Take what's good and leave the rest


----------



## terrybahena (Oct 3, 2011)

I think I'm somewhere in between group 1 & group 2. We are well into our plans and are within 3 months of our move, but I still have loads of things to learn, questions to ask and mistakes to make. 

I love this forum! I peruse it daily, it makes me feel closer to Mexico, and although some of what I read is just tidbits I may never use, often the discussion is about things I haven't even come to think about. I find this forum very useful and somehow comforting- maybe in my nervousness about becoming fluent as quickly as possible; there are a couple of kids and one adult in my town who speak English, (of and of course my husband), but I am focused and determined to improve my passable espanol as quickly as possible.

I am also comforted by all the stories I read here that support my impressions and experience of the Mexican people and culture- a beautiful loving and fun people. De todos modos, I am very happy to be a part of this forum and appreciate what I receive from visiting the site daily!


----------



## AdinaFromBC (Mar 17, 2012)

I'm just making the big move to Mexico and the information I'm finding here has been extremely helpful. I'm sure I'll be popping on here daily for the next few weeks soaking up as much info as I can.


----------



## DebMer (Dec 31, 2011)

This is a fantastic place with volumes of invaluable information and helpful posters. The specific details about how to do things legally, where to find such and such product, the best route from point A to point B, pitfalls to watch for, etc. are incredibly helpful. 

The one thing that can at times be difficult to get past is the occasional snippy response to a question whose answer seems obvious to an experienced expat but is not to a newbie. Or the infamous impatient response "Try doing a search first; this has been discussed ad nauseum on this message board." Sometimes search results don't turn up the exact information one is looking for, or they are so voluminous that the information is very difficult to sift through to find what one needs. This is not just here (and doesn't happen all that often here), but is seen any informational message board. I've always thought it kinder not to reply than to disparage the question poster.


----------



## FHBOY (Jun 15, 2010)

Detail: Haven't you yet learned never to ask me an open ended question unless you have a good 1/2 hour to read the response? No seriously.

Your grouping are spot on and I fall in later stages of Group 2 - in my mind I already live there, it is just my body that resides in Baltimore and has to stay here until after our son gets married and my wife retires.

The "vets" here, and you know who you are (group Three-ers) are indeed good teachers and I have come to value their advice. As a Group 2er, I am not in a position to question there knowledge on a day-to-day existence, but contribute that naivete that a proselyte brings to a new convent (did I mix my metaphors?)

This Forum, and all it's characters have become my friend, I read and post daily, it and them connect me to something that has become very important in my life, beginning a new adventure and turning a page. On those days where there is no *BOLD* titles on the home page, it is very dark indeed, I wait to hear.

I feel comfortable here, even though I may not agree with everything that is posted, but then I don't agree with everything my kids say either. I like the civility and respect shown and given to each other...a rare thing these days.

So, how do I feel about this Forum? Only the greatest affection and care - care that is remains as it is, that it continues to educate and elucidate and provide for some of us a way to express our hopes and dreams for a future.

I thank you all - and cannot wait to meet IRL, some of you in two weeks in Lakeside!


----------



## Detailman (Aug 27, 2011)
....................
_Directions for this task_.
In the forum thread, why does DebMer find the reply "Try doing a search first" unhelpful to newcomers? Please answer in one to three sentences. The records have no role in this task.

_Source data_.
....................
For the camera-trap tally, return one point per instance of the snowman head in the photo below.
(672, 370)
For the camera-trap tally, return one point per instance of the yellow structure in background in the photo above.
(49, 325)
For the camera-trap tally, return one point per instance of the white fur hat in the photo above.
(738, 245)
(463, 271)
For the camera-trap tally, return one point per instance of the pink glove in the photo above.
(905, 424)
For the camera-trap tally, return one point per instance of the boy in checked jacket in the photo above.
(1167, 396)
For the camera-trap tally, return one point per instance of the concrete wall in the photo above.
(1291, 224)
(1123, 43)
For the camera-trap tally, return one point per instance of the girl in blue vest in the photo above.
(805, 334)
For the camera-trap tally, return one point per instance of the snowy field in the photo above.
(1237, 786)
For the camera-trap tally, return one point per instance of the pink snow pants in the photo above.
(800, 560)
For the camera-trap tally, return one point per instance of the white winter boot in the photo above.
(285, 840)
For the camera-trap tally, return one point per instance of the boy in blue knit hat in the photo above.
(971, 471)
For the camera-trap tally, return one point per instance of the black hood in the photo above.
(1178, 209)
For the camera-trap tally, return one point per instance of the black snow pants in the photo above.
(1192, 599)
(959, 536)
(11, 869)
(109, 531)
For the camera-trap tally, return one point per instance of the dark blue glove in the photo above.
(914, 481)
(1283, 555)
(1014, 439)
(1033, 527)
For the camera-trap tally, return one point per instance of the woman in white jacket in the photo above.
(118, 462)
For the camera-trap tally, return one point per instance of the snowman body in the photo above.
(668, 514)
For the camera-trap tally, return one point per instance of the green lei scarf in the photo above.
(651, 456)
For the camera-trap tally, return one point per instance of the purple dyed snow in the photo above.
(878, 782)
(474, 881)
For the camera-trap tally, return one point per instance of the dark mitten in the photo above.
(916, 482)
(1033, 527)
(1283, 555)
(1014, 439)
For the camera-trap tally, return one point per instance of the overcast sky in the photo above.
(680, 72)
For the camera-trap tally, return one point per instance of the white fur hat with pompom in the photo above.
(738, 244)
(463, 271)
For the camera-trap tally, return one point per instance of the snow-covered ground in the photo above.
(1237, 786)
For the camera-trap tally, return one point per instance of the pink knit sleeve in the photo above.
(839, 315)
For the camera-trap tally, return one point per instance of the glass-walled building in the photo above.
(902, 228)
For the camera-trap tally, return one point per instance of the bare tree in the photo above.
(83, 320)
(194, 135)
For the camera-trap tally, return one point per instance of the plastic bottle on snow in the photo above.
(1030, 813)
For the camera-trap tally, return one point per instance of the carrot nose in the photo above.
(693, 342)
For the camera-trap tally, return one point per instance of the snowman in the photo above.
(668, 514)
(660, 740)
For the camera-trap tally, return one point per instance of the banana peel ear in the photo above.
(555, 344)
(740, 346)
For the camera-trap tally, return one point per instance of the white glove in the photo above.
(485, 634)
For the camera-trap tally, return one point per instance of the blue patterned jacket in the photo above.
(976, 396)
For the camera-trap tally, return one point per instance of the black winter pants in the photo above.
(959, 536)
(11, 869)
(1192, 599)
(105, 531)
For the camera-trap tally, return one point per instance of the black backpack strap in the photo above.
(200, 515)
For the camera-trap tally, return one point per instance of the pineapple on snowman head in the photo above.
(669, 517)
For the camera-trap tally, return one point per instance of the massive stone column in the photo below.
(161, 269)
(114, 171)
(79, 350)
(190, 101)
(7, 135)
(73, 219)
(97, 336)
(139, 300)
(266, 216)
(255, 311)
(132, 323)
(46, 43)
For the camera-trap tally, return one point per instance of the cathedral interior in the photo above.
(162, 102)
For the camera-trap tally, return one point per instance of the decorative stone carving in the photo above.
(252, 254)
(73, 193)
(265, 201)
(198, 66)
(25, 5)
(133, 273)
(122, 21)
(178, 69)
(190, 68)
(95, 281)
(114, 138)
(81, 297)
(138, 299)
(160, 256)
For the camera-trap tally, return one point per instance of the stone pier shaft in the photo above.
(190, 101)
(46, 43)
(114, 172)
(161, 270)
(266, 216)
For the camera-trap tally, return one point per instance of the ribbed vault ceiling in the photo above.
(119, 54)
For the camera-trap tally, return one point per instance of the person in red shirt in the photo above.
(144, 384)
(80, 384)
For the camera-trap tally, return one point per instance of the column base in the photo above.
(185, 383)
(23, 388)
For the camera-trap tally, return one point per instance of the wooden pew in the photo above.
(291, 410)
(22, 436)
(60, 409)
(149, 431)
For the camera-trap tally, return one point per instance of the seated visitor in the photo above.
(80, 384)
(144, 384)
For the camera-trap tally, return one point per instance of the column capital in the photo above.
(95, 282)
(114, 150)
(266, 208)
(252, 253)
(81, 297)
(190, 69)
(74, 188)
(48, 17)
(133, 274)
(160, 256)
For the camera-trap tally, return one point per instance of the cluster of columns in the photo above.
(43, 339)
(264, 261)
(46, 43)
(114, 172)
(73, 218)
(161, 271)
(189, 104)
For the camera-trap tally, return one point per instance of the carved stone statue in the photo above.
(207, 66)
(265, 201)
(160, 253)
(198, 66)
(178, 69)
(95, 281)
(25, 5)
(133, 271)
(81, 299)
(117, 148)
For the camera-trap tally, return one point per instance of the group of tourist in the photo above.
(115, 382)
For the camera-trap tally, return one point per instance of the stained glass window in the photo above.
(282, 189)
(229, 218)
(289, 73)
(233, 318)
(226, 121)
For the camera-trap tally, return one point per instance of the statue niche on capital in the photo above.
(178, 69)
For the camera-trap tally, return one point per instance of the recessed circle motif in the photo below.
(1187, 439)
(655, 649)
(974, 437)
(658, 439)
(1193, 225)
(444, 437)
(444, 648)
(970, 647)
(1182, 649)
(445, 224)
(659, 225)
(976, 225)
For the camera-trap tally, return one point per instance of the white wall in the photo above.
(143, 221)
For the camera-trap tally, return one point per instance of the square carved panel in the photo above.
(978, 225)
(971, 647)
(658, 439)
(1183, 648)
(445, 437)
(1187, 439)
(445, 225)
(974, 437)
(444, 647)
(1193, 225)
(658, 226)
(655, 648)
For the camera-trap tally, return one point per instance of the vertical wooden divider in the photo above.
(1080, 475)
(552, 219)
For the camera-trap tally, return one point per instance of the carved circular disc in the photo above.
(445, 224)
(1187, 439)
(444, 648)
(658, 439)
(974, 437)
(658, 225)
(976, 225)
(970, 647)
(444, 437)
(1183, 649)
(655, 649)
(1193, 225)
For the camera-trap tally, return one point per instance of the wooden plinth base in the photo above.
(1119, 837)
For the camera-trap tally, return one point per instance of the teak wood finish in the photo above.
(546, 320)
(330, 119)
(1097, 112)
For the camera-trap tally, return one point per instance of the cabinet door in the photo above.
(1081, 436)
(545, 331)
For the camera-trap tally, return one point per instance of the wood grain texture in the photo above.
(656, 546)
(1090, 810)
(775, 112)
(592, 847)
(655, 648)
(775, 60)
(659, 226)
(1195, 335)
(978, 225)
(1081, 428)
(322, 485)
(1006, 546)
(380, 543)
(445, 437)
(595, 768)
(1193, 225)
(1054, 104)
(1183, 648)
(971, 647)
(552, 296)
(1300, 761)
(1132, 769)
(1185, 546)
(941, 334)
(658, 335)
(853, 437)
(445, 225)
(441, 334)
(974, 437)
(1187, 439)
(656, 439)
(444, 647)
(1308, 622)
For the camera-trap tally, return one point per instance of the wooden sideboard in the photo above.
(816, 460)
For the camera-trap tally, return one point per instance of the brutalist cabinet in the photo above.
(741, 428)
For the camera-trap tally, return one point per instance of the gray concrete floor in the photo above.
....................
_Solution to the exercise_.
Search results sometimes don't turn up the exact information a person is looking for. Other times they are so voluminous that the needed information is very difficult to sift out.